Records supplied:
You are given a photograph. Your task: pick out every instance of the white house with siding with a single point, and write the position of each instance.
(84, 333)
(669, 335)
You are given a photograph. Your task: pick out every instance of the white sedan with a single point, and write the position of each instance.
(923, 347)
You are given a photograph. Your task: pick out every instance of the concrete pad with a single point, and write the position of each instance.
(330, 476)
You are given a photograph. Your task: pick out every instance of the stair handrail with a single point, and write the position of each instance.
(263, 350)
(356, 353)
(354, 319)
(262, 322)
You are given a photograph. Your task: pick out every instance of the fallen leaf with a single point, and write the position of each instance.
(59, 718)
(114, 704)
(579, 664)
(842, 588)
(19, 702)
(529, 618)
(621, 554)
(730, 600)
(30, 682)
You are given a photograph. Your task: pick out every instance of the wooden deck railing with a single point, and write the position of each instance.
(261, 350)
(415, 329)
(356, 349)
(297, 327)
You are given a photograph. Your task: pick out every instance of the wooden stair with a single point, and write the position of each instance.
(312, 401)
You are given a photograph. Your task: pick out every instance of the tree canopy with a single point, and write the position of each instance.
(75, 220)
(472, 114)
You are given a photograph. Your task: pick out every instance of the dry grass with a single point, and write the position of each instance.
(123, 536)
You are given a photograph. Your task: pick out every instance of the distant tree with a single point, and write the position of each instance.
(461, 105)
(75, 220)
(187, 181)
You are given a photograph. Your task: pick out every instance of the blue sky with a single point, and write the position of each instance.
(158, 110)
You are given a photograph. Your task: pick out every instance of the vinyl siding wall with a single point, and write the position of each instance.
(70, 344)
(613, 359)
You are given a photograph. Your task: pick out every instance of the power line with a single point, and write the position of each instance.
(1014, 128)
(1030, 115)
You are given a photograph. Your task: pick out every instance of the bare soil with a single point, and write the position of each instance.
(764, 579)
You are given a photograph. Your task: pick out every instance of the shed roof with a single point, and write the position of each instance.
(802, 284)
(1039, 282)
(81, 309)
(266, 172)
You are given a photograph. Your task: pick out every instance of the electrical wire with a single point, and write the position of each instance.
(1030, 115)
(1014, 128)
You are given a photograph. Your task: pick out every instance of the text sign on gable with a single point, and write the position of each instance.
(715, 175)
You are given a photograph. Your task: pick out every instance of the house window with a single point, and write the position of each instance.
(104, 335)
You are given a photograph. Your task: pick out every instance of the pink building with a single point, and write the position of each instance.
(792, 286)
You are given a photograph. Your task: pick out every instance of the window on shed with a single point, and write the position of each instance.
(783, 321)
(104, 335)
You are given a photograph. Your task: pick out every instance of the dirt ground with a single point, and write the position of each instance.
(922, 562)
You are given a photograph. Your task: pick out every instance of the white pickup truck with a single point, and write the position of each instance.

Work required:
Would you please transcribe each line of the material exactly?

Output of the exercise:
You are given a photograph. Your task: pick out every instance of the white house with siding with a single point, and write the position of each instance.
(84, 333)
(669, 335)
You are given a photograph. Your task: pick out every instance of the white sedan with a single point, and write the position of each instance.
(923, 347)
You are given a photograph. Your task: pick out every instance of the concrete pad with a single point, and write the position of each instance.
(330, 476)
You are given a photograph. Your task: pick out every instance of the stair handrail with a single point, and write the position of each instance.
(263, 350)
(356, 353)
(354, 319)
(262, 322)
You are given a photograph. Your task: pick out every instance of the fallen leaf with a single point, and write the position of each instance.
(59, 718)
(114, 704)
(579, 664)
(842, 588)
(19, 702)
(529, 618)
(621, 554)
(730, 600)
(30, 682)
You are given a photograph. Your task: pick out every instance of the wooden deck railing with a single point, and write the position of each instance.
(261, 350)
(415, 329)
(356, 349)
(297, 327)
You are given a photograph. Your task: pick out every instance of the wooden stair with a single point, and write the position of each instance.
(312, 401)
You are given a photograph. Your task: pick out every instance of the tree canopy with a single point, and write the position of each instance.
(75, 220)
(472, 114)
You are given a photograph. Your task: pick out every instance of the dry grass with a single point, and write the position of each instance.
(123, 536)
You are given a photograph. Your task: pick out every instance of the distant tree with a single point, and write the position of each instance.
(461, 105)
(75, 220)
(187, 181)
You are given a photograph. Your task: pick out every instance of the blue sky with a single point, and write the position of each instance.
(158, 110)
You are given a photograph. Your task: pick out every instance of the vinyl siding wall with a single point, and write the position of each instance.
(70, 344)
(613, 359)
You are given a photograph. Your task: pick out every instance of the power line with a single point, and write the position of each instance.
(1014, 128)
(1030, 115)
You are given a photograph. Your task: pick out every instance of the bare soil with a single point, and write the position of each instance.
(764, 579)
You are given a photograph. Your task: pick out every instance of the shed roof with a single point, and write the position of each instance.
(802, 284)
(1039, 282)
(81, 309)
(266, 172)
You are given a photograph. Your task: pick out every instance of the electrical wire with a single point, and write the position of each instance.
(1030, 115)
(1014, 128)
You are given a photograph. Your task: pick out every instance of the text sign on gable with a single point, and write the position of each instance.
(715, 175)
You are given a photograph. Your task: pick out every instance of the house window with a single point, and write the position of each instance.
(104, 335)
You are given a photograph. Your task: pick out every instance of the pink building with a single point, and write the position of each instance.
(792, 286)
You are given a photograph. Your task: pick out every instance of the window on shed with a single point, and write the position of each instance.
(783, 321)
(104, 335)
You are given a photograph. Your task: pick out every instance of the dirt ground with a single point, and write the position of each instance.
(922, 562)
You are given a photograph. Your task: pick out every instance of the white pickup truck with a single point, and write the position of each instance.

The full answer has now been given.